## START DOCUMENT SEGMENT

Thanks Duncan and David
for opening my eyes :-). It took quite a while but I think I learned a
lot about lm today. I used your advice to produce "added variable
plots" as mentioned here [1], [2]. I would bet someone did it in R
already (may leverage.plot in car) but it was worth doing it myself.
Kind regards,
Karsten.
[1] http://www.minitab.com/support/documentation/answers/AVPlots.pdf
[2]
http://www.mathworks.com/access/helpdesk/help/toolbox/stats/addedvarplot.html
plotAddedVar.lm <- function(
linModel,
termName,
main="",
xlab=paste(termName, " | andere"),
ylab=paste(colnames(linModel$model)[1], " | andere"),
cex=0.7, ...) {
oldpar <- par(no.readonly = TRUE); on.exit(par(oldpar))
par(mar=c(3,4,0.4,0)+0.1, las=1, cex=cex)

## END DOCUMENT SEGMENT

WHAT YOU ARE ASKED TO DO. Carry on the forum post about added variable plots in R from the point where it stops. The items play no part in this.

## START DATA

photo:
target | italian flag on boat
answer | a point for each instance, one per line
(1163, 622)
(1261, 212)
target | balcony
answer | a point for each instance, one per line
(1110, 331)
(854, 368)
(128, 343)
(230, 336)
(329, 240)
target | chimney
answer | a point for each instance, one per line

## END DATA
## START DATA

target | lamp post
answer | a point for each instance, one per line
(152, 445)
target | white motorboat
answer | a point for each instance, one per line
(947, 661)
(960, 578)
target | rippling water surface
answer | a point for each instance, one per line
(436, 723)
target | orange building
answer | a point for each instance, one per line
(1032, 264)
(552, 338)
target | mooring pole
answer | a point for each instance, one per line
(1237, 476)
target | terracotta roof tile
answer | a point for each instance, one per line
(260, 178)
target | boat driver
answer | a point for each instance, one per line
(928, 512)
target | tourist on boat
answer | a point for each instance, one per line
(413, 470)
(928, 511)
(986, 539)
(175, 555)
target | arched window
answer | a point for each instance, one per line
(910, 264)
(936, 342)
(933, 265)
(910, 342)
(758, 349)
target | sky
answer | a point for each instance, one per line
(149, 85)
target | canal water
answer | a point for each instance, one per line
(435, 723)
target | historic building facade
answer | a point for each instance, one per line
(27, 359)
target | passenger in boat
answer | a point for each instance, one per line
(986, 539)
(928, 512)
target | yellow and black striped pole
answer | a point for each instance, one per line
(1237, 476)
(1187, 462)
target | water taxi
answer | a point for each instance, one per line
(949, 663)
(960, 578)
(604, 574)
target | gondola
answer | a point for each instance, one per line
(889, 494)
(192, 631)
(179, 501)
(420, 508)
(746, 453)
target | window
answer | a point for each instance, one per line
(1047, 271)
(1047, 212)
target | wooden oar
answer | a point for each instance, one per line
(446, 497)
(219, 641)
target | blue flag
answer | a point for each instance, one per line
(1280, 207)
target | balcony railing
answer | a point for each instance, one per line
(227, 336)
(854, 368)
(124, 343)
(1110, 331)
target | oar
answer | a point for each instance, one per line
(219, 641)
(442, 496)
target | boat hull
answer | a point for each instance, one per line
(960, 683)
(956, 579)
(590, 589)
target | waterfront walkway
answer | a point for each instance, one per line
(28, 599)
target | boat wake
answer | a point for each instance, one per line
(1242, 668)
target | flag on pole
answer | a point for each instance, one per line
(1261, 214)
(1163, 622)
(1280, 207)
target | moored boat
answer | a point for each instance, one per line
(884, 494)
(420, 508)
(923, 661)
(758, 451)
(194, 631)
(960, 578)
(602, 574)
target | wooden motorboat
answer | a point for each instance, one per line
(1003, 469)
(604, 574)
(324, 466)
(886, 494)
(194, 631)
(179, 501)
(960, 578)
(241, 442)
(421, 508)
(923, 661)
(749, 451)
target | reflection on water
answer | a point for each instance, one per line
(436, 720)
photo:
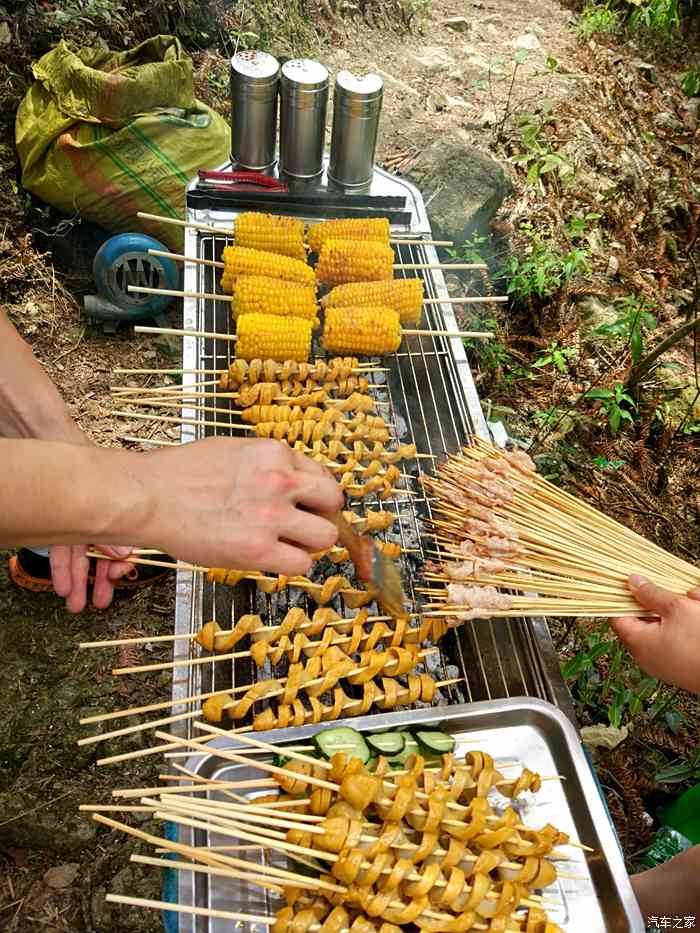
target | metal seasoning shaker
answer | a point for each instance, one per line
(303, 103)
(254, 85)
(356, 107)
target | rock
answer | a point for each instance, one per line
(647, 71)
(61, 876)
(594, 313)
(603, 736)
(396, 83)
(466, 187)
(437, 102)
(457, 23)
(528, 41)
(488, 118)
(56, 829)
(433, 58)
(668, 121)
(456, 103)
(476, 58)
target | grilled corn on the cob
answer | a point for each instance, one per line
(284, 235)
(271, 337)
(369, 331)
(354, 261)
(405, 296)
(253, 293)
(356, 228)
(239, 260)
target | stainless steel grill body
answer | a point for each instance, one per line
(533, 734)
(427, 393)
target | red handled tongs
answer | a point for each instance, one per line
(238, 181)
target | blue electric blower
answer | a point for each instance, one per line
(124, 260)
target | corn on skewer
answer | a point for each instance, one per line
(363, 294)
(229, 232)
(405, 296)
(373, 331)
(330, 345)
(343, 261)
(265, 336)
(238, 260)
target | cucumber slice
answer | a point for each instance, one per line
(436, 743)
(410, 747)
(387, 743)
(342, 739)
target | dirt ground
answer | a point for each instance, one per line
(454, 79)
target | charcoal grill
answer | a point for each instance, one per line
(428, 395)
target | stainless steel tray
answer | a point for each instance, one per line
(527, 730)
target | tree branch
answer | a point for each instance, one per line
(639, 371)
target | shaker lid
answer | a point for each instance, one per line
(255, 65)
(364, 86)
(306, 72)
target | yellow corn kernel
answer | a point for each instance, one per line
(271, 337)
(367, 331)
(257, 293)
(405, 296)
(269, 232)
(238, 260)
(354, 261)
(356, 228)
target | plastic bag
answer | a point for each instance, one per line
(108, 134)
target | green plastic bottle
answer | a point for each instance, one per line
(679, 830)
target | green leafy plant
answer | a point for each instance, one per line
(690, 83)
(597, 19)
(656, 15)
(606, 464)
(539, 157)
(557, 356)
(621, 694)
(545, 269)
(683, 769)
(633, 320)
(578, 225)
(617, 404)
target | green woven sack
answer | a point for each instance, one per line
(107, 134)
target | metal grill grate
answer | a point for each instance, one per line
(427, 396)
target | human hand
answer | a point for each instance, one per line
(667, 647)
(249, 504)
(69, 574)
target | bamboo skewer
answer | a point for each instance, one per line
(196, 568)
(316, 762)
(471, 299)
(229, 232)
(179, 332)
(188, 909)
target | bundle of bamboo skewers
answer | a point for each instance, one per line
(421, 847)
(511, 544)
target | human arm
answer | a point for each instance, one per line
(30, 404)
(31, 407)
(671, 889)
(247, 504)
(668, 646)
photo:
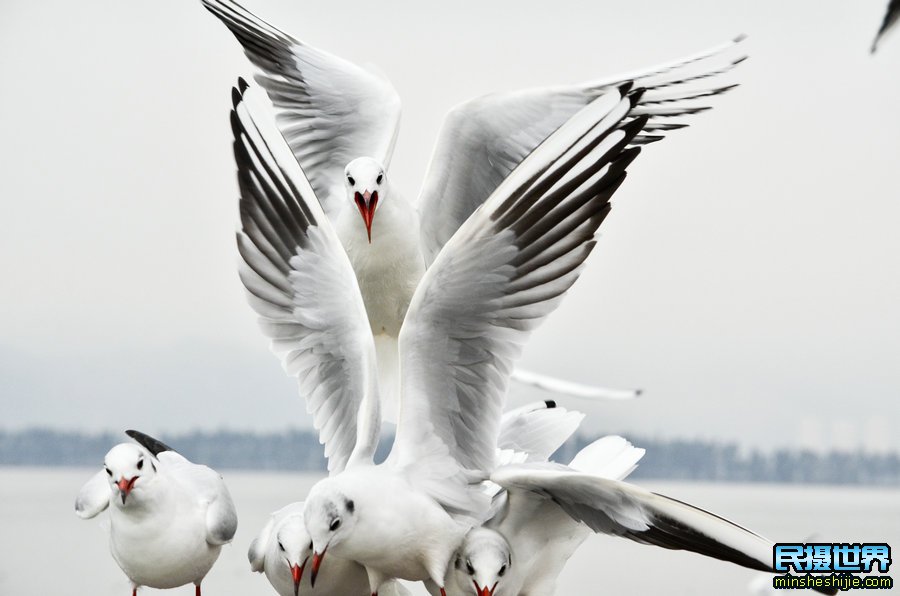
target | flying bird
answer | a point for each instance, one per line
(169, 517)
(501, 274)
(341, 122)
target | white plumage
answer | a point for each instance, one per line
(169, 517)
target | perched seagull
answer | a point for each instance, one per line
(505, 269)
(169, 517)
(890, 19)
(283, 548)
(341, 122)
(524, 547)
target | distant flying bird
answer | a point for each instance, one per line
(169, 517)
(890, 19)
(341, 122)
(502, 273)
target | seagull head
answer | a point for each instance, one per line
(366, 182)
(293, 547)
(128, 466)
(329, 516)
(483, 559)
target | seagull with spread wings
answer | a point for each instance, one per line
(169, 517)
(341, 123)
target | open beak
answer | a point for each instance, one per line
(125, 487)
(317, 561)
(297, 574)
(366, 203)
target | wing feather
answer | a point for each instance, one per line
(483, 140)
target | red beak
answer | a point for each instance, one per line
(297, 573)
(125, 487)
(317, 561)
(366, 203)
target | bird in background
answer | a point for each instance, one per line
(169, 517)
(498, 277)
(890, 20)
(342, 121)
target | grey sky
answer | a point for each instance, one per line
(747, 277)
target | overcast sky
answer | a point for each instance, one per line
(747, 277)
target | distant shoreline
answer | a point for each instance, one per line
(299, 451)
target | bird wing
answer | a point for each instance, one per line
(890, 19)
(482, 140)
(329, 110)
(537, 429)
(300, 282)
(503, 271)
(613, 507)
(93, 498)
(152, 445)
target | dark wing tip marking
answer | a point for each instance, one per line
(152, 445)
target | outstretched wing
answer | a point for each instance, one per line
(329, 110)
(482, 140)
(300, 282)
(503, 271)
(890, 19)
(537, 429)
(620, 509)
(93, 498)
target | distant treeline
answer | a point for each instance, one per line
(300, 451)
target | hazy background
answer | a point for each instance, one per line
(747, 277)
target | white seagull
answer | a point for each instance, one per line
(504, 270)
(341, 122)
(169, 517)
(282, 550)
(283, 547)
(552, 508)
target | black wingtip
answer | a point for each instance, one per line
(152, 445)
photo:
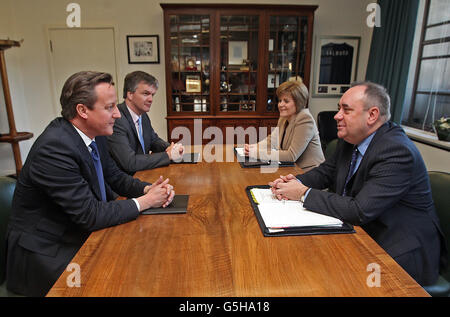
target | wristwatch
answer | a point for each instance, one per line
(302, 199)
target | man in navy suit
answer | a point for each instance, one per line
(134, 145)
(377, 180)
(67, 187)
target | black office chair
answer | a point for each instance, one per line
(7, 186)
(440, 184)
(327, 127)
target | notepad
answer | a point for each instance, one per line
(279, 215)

## END DATA
## START DATA

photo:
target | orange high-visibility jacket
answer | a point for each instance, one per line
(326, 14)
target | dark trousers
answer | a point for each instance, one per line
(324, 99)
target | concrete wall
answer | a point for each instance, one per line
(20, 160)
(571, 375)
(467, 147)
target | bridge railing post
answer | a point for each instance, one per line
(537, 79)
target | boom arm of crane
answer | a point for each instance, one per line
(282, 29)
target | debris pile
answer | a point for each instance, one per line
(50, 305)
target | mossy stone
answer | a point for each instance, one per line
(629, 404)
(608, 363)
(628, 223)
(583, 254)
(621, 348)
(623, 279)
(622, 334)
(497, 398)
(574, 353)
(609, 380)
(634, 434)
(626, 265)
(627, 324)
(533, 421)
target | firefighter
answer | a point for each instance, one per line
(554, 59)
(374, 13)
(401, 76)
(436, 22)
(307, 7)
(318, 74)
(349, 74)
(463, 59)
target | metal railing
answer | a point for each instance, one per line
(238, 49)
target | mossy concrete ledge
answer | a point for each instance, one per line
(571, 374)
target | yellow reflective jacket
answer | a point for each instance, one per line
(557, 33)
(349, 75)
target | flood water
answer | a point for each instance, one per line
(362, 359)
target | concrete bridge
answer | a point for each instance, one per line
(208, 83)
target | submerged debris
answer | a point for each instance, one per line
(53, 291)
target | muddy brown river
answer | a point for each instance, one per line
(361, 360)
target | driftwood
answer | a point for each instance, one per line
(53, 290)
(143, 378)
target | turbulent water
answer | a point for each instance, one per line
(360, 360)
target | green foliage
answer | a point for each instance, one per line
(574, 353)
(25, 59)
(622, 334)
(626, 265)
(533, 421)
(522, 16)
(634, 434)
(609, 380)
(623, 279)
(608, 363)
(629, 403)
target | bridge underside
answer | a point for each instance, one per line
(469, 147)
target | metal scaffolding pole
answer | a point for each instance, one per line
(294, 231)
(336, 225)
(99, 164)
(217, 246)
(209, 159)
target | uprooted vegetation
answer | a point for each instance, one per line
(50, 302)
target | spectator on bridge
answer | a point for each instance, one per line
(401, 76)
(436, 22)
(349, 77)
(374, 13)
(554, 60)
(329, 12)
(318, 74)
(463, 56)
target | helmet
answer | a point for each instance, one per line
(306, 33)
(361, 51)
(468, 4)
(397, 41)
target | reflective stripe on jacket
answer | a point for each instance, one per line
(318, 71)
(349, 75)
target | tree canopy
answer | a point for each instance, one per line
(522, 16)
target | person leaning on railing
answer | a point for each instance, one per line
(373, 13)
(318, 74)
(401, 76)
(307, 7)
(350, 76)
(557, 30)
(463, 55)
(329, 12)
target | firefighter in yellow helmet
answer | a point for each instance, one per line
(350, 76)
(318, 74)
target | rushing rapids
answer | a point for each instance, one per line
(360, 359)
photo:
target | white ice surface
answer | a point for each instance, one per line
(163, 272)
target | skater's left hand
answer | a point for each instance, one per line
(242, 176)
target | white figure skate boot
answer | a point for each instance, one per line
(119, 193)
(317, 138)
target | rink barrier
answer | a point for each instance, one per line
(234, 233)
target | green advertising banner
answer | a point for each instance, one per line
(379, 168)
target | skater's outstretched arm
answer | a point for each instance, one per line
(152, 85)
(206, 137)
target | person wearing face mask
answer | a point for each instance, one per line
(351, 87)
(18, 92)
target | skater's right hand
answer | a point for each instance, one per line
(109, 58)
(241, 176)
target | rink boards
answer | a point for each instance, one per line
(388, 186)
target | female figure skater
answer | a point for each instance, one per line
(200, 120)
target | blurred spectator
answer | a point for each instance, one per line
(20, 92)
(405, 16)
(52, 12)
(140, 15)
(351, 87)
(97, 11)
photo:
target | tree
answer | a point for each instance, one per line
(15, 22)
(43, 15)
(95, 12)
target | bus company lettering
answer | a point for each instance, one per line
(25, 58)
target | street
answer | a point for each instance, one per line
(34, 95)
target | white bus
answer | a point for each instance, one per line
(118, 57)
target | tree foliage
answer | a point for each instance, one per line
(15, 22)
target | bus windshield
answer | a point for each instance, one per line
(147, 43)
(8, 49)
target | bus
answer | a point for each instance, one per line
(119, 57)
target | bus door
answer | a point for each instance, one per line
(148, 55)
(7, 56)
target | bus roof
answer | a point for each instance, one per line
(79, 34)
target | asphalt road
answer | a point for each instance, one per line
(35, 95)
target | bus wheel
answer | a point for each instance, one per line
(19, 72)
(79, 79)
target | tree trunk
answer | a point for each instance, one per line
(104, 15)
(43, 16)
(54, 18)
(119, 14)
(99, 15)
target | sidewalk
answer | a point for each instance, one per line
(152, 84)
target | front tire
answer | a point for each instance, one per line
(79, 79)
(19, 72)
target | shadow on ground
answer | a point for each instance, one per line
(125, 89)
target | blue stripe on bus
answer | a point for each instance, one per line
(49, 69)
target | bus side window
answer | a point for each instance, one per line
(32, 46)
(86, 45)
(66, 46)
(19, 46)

## END DATA

SOLVED PROBLEM.
yData = residuals(update(linModel, substitute(. ~ . - x,
list(x=as.name(termName)))))
xData = residuals(update(linModel, substitute(x ~ . - x,
list(x=as.name(termName)))))
plot(xData, yData, main=main, xlab="", ylab="")
mtext(side=2, text=ylab, line=3, las=0, cex=cex)
mtext(side=1, text=xlab, line=2, las=0, cex=cex)
abline(h=0)
abline(a=0, b=coefficients(linModel)[termName], col="blue")
}
plotAddedVar <- function(linModel,...) UseMethod("plotAddedVar")